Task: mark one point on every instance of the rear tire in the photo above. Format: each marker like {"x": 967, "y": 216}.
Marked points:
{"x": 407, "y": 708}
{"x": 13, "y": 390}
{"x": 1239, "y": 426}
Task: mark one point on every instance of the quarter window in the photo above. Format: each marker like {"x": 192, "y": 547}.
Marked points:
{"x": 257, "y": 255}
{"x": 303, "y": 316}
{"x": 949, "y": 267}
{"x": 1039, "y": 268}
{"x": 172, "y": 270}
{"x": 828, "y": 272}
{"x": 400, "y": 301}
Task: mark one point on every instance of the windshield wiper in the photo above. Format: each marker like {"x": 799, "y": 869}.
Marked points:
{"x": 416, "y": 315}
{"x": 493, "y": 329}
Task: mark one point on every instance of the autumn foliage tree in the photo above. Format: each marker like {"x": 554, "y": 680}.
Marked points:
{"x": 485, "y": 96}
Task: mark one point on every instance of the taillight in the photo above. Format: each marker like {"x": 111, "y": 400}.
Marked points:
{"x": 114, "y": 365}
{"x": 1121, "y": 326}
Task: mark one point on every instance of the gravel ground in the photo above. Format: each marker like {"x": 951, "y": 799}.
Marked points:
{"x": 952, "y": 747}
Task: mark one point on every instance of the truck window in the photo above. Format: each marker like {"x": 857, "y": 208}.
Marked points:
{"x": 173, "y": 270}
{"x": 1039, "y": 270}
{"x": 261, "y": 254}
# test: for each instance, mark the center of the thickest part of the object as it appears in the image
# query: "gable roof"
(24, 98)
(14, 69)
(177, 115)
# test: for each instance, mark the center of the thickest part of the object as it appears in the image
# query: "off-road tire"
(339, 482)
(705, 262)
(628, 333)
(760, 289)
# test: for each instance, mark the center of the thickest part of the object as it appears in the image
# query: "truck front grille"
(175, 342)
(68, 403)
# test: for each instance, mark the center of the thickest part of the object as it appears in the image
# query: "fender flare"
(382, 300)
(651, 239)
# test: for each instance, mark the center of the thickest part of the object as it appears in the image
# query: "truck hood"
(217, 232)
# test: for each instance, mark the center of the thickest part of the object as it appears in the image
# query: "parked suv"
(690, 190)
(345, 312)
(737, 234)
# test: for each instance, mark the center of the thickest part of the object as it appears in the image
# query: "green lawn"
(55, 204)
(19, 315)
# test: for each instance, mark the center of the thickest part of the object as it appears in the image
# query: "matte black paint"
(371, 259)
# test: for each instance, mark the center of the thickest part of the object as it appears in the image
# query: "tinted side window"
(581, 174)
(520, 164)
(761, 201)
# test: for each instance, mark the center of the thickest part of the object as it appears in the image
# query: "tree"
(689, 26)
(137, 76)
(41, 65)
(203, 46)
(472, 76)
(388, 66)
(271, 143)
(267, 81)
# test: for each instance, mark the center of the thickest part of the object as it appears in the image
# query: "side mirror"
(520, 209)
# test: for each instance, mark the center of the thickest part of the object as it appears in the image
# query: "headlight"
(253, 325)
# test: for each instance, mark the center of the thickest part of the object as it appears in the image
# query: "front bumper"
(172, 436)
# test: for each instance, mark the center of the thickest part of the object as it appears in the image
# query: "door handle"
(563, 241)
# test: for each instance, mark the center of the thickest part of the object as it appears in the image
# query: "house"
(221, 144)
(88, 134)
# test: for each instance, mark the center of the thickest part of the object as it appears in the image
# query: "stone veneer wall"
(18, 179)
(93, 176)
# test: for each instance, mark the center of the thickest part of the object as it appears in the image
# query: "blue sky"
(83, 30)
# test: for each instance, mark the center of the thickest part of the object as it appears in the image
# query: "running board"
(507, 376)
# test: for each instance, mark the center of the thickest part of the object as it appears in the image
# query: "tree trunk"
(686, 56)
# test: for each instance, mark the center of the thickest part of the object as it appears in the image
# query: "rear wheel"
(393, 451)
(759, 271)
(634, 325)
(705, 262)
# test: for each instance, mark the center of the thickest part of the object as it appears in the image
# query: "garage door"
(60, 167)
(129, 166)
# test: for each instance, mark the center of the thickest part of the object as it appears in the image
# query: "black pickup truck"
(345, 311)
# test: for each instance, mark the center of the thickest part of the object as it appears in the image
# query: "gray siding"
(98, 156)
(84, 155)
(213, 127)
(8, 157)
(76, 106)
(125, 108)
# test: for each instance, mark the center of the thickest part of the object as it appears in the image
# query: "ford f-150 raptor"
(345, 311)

───

Aufgabe: Ermittle, wie viele Zeilen der Auflistung oben die Zeichenfolge „window“ enthalten, wobei Groß- und Kleinschreibung zu beachten ist. Gib nur die Zahl an.

Ausgearbeitete Lösung: 3